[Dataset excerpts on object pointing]
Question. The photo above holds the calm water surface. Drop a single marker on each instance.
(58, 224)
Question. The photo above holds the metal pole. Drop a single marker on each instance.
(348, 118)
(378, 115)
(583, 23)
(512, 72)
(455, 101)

Stated task:
Reproduce all of the rows above word for word.

Result below:
Question. The photo above holds the calm water surface. Drop a single marker on each instance.
(58, 224)
Question. The photo above holds the metal pole. Drop a single marker on each instance.
(348, 118)
(378, 115)
(583, 23)
(512, 72)
(455, 101)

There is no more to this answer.